_Challenge_
Rewrite the listing below, swapping every "dot" for "point" and changing nothing else.

_Dataset extract_
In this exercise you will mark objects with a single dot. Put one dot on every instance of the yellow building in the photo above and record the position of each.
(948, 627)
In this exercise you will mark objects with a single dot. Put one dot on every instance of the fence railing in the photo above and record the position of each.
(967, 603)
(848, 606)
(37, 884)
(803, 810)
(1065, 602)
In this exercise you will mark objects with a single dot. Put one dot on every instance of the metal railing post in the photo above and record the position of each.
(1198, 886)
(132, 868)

_Exercise output_
In this exercise you will mark objects with a single point. Put one point on every instance of the yellow building in the photo above and record the position of each.
(948, 627)
In this exercise you will mark objects with a single point. Put one point on every instance of the fence railing in the photo above and record the position of each.
(967, 603)
(848, 606)
(37, 884)
(803, 810)
(1065, 602)
In this exercise you will mark objects with a single point. Put one point on every instance of the metal railing post in the photo above and record the position of each.
(1198, 886)
(132, 868)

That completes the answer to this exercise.